WORK REQUIRED: Report how many lines of the items below contain the word "green", treating uppercase and lowercase as different, and give only that number.

DATA TO USE:
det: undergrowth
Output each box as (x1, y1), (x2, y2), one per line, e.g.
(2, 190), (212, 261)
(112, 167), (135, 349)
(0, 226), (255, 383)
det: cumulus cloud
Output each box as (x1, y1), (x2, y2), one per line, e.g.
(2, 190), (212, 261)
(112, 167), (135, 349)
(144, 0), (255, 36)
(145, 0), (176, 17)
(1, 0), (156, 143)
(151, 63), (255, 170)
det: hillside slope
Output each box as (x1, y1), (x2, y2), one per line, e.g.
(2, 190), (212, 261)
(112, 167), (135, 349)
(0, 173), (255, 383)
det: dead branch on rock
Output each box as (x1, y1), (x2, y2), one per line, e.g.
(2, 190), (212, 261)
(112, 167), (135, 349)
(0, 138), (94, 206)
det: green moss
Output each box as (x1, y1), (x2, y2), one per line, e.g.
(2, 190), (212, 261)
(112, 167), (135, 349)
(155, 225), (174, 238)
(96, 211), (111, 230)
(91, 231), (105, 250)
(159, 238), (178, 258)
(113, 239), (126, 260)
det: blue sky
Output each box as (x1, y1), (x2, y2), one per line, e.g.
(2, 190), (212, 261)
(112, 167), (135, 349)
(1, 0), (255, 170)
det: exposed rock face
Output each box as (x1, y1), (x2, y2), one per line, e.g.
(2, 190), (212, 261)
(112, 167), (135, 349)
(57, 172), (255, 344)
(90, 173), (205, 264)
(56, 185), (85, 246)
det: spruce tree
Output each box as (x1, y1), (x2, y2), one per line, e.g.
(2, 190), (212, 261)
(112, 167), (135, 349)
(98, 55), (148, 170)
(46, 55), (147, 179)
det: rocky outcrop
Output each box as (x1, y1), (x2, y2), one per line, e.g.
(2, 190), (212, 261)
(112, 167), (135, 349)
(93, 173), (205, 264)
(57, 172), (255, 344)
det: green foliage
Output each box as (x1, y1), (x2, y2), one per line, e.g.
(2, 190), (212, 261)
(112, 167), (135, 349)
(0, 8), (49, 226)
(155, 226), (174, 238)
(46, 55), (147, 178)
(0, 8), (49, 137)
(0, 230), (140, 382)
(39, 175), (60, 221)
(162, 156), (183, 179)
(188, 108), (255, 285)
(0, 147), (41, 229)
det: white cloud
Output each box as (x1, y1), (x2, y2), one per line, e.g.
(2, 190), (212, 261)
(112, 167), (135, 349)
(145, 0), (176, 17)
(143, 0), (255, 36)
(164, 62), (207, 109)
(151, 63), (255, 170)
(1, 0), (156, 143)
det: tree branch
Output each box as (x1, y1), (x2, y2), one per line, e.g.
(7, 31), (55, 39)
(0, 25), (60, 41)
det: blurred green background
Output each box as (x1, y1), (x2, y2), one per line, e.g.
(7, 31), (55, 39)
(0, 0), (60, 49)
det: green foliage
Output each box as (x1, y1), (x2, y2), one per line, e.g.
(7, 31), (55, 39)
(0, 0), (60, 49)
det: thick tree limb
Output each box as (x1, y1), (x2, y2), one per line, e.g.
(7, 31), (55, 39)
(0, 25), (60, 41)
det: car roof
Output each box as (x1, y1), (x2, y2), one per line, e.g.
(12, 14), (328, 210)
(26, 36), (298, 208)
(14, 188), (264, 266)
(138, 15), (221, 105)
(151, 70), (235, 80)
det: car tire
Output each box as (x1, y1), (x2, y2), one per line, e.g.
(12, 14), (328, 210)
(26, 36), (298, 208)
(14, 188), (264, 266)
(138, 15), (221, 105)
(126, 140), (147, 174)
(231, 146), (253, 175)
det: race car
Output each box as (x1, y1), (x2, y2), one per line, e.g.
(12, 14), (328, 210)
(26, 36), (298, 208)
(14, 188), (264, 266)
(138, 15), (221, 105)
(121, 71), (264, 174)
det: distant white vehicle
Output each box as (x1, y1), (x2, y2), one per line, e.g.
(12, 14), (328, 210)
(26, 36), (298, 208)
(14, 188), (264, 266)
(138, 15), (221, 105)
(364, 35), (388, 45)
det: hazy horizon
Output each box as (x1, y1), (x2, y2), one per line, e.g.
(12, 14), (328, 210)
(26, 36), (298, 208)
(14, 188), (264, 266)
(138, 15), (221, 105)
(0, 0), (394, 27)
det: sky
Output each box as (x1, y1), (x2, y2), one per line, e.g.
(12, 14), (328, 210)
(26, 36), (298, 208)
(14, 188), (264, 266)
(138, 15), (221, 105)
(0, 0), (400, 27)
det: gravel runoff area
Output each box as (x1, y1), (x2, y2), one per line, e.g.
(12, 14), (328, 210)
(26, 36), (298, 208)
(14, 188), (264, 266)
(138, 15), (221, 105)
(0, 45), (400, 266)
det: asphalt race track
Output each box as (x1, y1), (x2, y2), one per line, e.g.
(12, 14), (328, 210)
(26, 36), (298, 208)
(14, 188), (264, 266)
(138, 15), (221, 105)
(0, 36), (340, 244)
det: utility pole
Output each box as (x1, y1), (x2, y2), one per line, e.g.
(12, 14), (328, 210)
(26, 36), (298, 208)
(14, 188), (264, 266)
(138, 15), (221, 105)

CORRECT ANSWER: 4